═════ EXTRACT PROVIDED
Gulabo-Shitabo In The First Place

Gulabo Shitabo Courtesy QRIUS

I am not a polyglot. I am unbeknownst to Urdu-my mother’s language for I am the unfortunate generation who learnt English as well as Urdu sonnets but without Urdu in its script and is one who can hardly scramble through Urdu in its Persian form, just by virtue of tying its tit-bits conforming ever to their orthographic details.

But, I had been born in Lucknow and have lived the last 48 years of life in Kashmiri Muhalla and its vicinity, the citadel where Urdu, has had its glorious time, as its residents Pandit Brij Narain ‘Chakbast’, Pandit Anand Narain ‘Mulla’ ( also a Lok Sabha MP) , Pandit Daya Shanker ‘Naseem’, Pandit Ratan Nath ‘Sarshar’ attained their highest order in Urdu world. Dozens of doctorates have been done on them in India and Pakistan etc. Janab Muhazzab Lucknowi wrote 14 volumes of Urdu dictionary which is arguably a milestone in its own right. Jafar Ali Khan ‘Asar’ Lucknowi, the recipient of Padma Bhushan is the legacy to vouch for, Nadir Agha Sahab’s Nadir-Library stood witness to hundreds of Persian, Arabic and Turkish manuscripts which attracted students from the world-over, Professor Naiyyer Masood-the proverbial Kafka of Lucknow is a testimony to the treasure-troves which this small vicinity could offer, what to refer to Meer Anees Sahab and Mirza Dabeer Sahab whose feretories , on either side of Kashmiri Muhalla, are emblematic to what all Lucknow represents.
══════════
**AIM OF THE TASK**:
Answer these questions from the Gulabo-Shitabo piece, numbering your answers to match:
1. What language does the writer call "my mother's language"?
2. How many years has the writer lived in Kashmiri Muhalla and its vicinity?
3. How many volumes of Urdu dictionary did Janab Muhazzab Lucknowi write?
═════ DATA LINES
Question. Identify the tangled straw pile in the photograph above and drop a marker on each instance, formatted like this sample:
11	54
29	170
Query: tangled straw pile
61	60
══════════
**EXERCISE SOLUTION**:
1. Urdu
2. 48 years
3. 14 volumes